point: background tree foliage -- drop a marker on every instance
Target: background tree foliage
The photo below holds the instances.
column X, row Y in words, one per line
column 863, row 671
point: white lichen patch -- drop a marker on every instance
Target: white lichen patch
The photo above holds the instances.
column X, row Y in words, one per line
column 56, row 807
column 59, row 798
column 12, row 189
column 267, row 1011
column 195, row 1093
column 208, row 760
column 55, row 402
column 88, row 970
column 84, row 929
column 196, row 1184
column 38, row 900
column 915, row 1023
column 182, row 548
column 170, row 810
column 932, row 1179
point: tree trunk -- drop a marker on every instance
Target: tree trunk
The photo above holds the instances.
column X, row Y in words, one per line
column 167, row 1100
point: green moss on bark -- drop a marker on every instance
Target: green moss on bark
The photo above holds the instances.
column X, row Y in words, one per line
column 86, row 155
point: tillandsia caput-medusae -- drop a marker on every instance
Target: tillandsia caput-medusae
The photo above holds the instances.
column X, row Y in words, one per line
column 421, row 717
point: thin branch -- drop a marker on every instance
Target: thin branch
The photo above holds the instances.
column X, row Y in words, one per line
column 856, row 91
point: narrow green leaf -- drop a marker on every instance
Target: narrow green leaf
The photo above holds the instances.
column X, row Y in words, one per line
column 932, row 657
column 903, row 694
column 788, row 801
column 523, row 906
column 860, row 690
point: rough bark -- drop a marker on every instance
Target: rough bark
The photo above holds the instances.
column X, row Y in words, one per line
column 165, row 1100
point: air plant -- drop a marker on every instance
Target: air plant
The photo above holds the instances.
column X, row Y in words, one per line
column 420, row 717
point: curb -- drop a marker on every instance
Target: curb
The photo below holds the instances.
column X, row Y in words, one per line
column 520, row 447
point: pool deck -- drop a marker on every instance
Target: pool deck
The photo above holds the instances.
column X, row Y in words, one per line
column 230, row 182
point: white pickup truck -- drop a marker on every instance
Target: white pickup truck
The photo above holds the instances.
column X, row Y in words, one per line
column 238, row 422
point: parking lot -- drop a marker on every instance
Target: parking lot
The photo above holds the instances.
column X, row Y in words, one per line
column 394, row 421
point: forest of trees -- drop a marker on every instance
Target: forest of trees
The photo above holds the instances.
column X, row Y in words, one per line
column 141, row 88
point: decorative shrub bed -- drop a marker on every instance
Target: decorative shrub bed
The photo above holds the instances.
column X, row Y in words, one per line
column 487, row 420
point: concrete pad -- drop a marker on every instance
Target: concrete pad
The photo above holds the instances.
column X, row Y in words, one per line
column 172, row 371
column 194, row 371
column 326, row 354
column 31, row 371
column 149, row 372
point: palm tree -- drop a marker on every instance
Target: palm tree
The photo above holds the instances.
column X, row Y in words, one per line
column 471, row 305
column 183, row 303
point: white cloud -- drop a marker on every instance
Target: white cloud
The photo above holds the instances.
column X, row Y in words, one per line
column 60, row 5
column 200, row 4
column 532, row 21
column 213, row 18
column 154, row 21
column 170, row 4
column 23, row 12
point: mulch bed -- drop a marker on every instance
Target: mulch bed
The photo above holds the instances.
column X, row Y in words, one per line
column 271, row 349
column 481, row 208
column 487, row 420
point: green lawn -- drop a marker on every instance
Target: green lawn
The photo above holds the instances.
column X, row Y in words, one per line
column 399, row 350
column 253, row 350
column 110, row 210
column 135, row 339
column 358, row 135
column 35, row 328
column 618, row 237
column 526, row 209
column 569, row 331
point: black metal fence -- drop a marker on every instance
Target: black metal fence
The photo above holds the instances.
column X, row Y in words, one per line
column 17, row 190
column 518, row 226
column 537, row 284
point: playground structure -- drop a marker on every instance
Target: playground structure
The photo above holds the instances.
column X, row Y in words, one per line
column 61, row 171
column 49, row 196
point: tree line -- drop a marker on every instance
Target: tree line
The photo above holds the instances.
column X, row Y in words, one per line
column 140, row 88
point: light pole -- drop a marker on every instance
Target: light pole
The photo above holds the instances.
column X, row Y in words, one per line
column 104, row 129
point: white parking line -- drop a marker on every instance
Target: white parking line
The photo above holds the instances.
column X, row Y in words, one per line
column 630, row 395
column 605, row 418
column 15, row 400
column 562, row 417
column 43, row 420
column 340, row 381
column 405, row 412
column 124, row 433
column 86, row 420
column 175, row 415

-----

## [Instructions for the task]
Change "drop a marker" to "place a pin" in everything from the start of the lines down through the line containing "column 856, row 91". Give those lines again with nothing else altered.

## [Exercise output]
point: background tree foliage -- place a pin on every instance
Target: background tree foliage
The photo below holds the instances.
column X, row Y in words, one per line
column 863, row 671
point: white lichen patch -- place a pin on every instance
Target: white lichen patch
The photo above holds the instances.
column X, row Y in words, one per line
column 56, row 807
column 59, row 798
column 12, row 189
column 267, row 1011
column 195, row 1093
column 208, row 760
column 55, row 402
column 88, row 970
column 84, row 929
column 196, row 1184
column 38, row 900
column 915, row 1023
column 182, row 548
column 170, row 810
column 932, row 1179
point: tree trunk -- place a pin on every instance
Target: tree trunk
The photo above holds the instances.
column X, row Y in words, one per line
column 167, row 1100
point: green moss on bark -- place a pin on every instance
Target: green moss on bark
The photo above holds the instances.
column X, row Y in words, one per line
column 86, row 155
point: tillandsia caput-medusae -- place a pin on every instance
Target: tillandsia caput-medusae
The photo above holds the instances.
column X, row Y in words, one per line
column 421, row 717
point: thin branch -- place a pin on every instance
Target: thin branch
The photo above holds the instances.
column X, row Y in words, one per line
column 856, row 91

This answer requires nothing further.